[Data]

-=-=-=-=-

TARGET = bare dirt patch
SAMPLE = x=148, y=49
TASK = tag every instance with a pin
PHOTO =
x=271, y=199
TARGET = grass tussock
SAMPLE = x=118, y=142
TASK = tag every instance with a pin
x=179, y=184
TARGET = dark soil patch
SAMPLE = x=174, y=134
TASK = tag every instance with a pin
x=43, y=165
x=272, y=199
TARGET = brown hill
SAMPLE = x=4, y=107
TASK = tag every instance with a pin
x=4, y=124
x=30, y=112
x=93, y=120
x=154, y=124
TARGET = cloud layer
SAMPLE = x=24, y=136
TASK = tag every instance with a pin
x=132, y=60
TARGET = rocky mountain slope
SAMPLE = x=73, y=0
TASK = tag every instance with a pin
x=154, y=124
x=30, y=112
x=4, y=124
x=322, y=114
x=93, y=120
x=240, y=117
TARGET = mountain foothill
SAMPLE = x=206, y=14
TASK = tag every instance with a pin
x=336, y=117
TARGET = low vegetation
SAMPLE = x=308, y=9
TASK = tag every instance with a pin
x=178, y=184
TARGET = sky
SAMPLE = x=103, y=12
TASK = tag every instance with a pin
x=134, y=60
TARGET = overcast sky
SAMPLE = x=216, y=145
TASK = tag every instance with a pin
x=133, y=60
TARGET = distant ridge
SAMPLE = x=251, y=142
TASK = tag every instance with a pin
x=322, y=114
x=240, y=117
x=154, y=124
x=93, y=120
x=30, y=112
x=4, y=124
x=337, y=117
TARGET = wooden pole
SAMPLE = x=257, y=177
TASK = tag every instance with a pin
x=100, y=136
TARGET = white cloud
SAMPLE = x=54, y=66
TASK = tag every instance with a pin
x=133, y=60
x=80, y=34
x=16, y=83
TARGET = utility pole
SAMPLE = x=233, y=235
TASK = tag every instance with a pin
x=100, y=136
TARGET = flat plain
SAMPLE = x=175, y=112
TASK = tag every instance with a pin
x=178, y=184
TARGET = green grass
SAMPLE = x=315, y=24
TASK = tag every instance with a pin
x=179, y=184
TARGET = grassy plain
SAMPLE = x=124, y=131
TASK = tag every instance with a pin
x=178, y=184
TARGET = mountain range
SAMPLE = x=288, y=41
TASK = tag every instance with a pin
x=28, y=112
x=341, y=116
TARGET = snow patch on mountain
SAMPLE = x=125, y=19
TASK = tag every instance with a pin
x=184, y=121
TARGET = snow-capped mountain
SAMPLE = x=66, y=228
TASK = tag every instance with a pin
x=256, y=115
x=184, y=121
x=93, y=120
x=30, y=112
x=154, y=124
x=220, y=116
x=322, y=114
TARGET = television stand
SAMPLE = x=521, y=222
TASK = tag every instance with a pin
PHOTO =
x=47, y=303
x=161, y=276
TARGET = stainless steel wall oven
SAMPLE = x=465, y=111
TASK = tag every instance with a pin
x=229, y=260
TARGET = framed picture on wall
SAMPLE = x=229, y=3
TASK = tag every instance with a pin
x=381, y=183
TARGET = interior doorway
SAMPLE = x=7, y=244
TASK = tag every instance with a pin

-=-=-=-=-

[Written request] Arrange every line of the records above as a numbered list, leaving out any blank lines.

[Solution for this exercise]
1. TARGET = bare dirt patch
2. SAMPLE = x=148, y=49
3. TASK = tag every instance with a pin
4. PHOTO =
5. x=271, y=199
6. TARGET = grass tussock
7. SAMPLE = x=118, y=142
8. TASK = tag every instance with a pin
9. x=179, y=184
10. TARGET = dark soil patch
11. SAMPLE = x=174, y=134
12. TASK = tag every instance with a pin
13. x=43, y=165
14. x=272, y=199
15. TARGET = brown hill
16. SAMPLE = x=4, y=107
17. TASK = tag every instance with a pin
18. x=4, y=124
19. x=30, y=112
20. x=93, y=120
21. x=154, y=124
22. TARGET = cloud layer
23. SAMPLE = x=24, y=136
24. TASK = tag every instance with a pin
25. x=132, y=60
26. TARGET = rocky mountain slope
27. SAMPLE = x=73, y=0
28. TASK = tag every instance with a pin
29. x=154, y=124
30. x=30, y=112
31. x=4, y=124
32. x=322, y=114
33. x=93, y=120
34. x=240, y=117
35. TARGET = mountain foothill
36. SAMPLE = x=206, y=14
37. TASK = tag every instance with a pin
38. x=336, y=117
39. TARGET = low vegetation
40. SAMPLE = x=308, y=9
41. TASK = tag every instance with a pin
42. x=178, y=184
43. TARGET = sky
44. SAMPLE = x=103, y=12
45. TASK = tag every instance with a pin
46. x=134, y=60
47. TARGET = overcast sky
48. SAMPLE = x=216, y=145
49. TASK = tag every instance with a pin
50. x=133, y=60
51. TARGET = distant ridge
52. SAMPLE = x=251, y=142
53. TASK = tag every instance with a pin
54. x=322, y=114
55. x=240, y=117
56. x=154, y=124
57. x=93, y=120
58. x=30, y=112
59. x=4, y=124
60. x=337, y=117
61. TARGET = wooden pole
62. SAMPLE = x=257, y=177
63. TASK = tag every instance with a pin
64. x=100, y=136
65. TARGET = white cloud
66. SAMPLE = x=54, y=66
67. TASK = tag every instance with a pin
68. x=133, y=60
69. x=80, y=34
70. x=16, y=83
71. TARGET = utility pole
72. SAMPLE = x=233, y=235
73. TASK = tag every instance with a pin
74. x=100, y=136
75. TARGET = flat plain
76. SAMPLE = x=175, y=112
77. TASK = tag every instance with a pin
78. x=178, y=184
79. TARGET = green grass
80. SAMPLE = x=315, y=24
81. TASK = tag every instance with a pin
82. x=179, y=184
83. TARGET = grassy plain
84. SAMPLE = x=124, y=131
85. TASK = tag every instance with a pin
86. x=178, y=184
87. TARGET = mountain range
88. SAMPLE = x=288, y=41
89. TASK = tag every instance with a pin
90. x=28, y=112
91. x=341, y=116
92. TARGET = snow patch on mountain
93. SAMPLE = x=125, y=19
94. TASK = tag every instance with a pin
95. x=184, y=121
96. TARGET = snow-capped mountain
97. SAMPLE = x=66, y=228
98. TASK = tag every instance with a pin
99. x=256, y=115
100. x=184, y=121
101. x=93, y=120
102. x=30, y=112
103. x=154, y=124
104. x=220, y=116
105. x=322, y=114
106. TARGET = television stand
107. SAMPLE = x=521, y=222
108. TASK = tag every instance with a pin
109. PHOTO =
110. x=47, y=303
111. x=161, y=276
112. TARGET = stainless steel wall oven
113. SAMPLE = x=465, y=111
114. TASK = tag every instance with a pin
115. x=229, y=260
116. TARGET = framed picture on wall
117. SAMPLE = x=229, y=3
118. TASK = tag every instance with a pin
119. x=381, y=183
120. TARGET = interior doorway
121. SAMPLE = x=7, y=244
122. TASK = tag every instance with a pin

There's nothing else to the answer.